Required task: Identify the line that contains "For the audit, pick out each instance of the distant figure" in the material. Output it and every line after it, unchanged, through the end.

Dataset entries:
______

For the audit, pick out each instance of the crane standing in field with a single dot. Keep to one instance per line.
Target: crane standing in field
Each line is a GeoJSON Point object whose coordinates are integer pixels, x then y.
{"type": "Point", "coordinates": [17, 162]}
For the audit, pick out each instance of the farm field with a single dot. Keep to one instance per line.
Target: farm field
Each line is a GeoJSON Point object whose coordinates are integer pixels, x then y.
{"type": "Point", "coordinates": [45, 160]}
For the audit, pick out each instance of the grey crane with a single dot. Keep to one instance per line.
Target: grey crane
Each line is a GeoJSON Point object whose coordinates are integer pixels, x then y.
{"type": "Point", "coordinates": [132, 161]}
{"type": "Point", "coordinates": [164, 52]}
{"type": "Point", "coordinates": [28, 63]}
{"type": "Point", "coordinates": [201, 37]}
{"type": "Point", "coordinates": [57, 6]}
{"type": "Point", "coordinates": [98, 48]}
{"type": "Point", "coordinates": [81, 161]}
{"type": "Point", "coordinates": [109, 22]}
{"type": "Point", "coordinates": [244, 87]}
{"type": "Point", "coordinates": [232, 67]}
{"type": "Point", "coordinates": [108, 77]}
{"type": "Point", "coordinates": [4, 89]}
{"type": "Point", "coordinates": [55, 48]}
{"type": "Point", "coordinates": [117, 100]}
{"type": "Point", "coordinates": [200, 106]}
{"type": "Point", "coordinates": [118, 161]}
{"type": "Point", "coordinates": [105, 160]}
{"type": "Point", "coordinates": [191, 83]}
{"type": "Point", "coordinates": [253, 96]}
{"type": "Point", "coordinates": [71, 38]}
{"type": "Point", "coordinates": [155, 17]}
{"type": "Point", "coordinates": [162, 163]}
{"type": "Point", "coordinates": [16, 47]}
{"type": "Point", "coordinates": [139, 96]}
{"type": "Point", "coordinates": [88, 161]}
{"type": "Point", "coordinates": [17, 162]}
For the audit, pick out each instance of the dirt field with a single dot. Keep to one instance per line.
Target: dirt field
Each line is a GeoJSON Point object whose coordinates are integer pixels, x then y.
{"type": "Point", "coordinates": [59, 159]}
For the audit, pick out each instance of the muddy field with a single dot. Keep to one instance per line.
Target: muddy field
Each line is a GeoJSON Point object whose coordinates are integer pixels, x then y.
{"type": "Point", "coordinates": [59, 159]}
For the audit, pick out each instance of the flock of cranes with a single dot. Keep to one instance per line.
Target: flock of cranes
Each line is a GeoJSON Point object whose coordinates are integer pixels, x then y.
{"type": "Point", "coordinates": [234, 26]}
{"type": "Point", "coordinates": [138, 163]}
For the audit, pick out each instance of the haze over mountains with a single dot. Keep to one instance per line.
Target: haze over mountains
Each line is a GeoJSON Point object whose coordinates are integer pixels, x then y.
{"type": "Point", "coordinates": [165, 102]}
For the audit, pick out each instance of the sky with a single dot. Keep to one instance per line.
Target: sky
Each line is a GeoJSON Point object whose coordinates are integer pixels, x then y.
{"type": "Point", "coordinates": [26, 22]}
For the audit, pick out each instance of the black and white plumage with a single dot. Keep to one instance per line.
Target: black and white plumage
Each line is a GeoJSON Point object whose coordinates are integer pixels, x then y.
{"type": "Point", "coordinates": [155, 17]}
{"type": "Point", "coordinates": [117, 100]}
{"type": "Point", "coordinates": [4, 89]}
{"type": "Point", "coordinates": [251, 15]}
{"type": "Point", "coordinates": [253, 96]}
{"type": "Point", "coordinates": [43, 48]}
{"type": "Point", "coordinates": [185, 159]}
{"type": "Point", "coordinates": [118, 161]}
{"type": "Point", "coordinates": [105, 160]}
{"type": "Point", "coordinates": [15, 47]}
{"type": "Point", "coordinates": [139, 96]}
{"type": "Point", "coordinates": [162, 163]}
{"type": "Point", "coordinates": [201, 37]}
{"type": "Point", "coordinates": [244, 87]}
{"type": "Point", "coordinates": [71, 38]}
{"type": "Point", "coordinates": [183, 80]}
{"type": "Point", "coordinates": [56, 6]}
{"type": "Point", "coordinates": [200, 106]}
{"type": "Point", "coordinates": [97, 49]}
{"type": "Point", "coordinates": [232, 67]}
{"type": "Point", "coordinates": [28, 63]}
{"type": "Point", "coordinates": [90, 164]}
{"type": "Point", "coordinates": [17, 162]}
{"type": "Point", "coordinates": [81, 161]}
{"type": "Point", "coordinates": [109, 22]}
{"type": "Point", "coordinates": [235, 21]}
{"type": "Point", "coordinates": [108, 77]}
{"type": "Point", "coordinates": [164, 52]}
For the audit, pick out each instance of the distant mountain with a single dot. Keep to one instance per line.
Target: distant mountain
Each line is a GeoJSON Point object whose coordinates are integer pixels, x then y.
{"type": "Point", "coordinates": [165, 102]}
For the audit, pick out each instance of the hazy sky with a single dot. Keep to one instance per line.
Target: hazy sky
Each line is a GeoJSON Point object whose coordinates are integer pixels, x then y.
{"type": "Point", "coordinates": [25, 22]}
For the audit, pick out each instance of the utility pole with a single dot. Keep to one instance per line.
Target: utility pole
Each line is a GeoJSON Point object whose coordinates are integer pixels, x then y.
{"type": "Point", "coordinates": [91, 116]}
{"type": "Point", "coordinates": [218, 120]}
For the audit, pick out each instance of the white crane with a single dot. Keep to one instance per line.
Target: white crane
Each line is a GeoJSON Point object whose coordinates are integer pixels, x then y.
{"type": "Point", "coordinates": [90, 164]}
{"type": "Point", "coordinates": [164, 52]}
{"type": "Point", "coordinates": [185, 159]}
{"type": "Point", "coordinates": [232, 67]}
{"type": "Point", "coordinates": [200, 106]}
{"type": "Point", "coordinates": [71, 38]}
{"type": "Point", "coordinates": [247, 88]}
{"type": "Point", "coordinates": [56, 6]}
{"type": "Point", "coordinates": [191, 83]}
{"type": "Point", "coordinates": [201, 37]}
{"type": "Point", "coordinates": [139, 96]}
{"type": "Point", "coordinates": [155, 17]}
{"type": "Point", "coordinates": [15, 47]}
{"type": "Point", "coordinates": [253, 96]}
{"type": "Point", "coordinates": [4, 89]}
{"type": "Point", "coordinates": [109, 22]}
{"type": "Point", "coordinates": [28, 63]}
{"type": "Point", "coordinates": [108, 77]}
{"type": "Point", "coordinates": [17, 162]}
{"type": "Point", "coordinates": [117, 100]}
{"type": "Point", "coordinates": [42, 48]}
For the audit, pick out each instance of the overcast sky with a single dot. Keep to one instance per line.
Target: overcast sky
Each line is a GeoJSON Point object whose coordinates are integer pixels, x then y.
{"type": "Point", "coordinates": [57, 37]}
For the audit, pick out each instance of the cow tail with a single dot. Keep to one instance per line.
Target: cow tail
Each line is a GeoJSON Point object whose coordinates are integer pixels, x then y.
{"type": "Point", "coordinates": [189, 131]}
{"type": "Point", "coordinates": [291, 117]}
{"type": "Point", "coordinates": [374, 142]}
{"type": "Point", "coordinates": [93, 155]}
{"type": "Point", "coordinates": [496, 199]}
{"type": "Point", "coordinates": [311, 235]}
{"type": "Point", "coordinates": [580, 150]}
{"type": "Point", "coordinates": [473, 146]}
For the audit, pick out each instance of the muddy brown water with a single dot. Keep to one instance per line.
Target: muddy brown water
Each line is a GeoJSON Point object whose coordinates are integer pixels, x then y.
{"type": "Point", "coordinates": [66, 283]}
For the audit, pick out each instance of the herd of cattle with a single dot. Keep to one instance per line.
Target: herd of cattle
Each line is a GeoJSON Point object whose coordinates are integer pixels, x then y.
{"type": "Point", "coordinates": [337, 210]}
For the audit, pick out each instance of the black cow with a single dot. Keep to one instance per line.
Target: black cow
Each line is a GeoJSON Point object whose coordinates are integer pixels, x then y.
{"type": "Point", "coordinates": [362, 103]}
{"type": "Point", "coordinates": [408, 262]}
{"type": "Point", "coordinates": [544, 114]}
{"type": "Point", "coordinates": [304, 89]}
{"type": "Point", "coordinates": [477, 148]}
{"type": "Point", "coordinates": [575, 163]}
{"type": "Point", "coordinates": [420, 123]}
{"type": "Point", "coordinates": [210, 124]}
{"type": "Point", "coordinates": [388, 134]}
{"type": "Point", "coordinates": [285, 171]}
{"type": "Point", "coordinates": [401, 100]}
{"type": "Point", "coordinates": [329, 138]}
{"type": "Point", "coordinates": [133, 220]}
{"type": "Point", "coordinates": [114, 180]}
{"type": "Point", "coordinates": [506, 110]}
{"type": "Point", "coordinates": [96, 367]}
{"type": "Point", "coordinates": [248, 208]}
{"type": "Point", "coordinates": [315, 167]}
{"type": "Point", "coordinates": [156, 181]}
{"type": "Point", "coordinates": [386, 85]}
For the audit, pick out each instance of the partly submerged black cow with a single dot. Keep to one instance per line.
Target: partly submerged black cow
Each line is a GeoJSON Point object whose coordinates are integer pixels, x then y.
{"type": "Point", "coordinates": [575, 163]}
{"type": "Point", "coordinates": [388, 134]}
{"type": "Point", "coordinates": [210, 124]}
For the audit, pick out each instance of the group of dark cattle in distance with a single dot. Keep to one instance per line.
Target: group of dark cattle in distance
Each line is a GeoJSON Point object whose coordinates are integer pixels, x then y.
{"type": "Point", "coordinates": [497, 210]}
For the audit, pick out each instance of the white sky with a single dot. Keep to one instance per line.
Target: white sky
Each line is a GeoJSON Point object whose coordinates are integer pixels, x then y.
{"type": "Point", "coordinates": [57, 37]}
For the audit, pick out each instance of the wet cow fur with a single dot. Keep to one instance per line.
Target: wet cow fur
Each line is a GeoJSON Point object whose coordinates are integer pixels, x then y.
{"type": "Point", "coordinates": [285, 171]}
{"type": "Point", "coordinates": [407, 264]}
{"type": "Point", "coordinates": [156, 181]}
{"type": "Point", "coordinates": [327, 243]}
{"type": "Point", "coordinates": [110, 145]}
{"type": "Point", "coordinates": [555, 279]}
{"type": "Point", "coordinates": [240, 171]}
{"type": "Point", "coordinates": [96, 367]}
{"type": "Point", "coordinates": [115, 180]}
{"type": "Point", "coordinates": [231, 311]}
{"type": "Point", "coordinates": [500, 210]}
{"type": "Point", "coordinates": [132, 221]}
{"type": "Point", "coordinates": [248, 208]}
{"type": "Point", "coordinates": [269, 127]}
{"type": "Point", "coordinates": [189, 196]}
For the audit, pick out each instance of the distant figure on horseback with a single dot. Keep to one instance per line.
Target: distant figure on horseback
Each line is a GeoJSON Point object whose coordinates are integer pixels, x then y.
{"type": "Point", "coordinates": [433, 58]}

______

Written answer:
For the audit, pick out each instance of the distant figure on horseback with a single dot. Keep to one instance per line.
Target: distant figure on horseback
Each line is a GeoJSON Point object whose coordinates are integer pixels, x then y.
{"type": "Point", "coordinates": [433, 58]}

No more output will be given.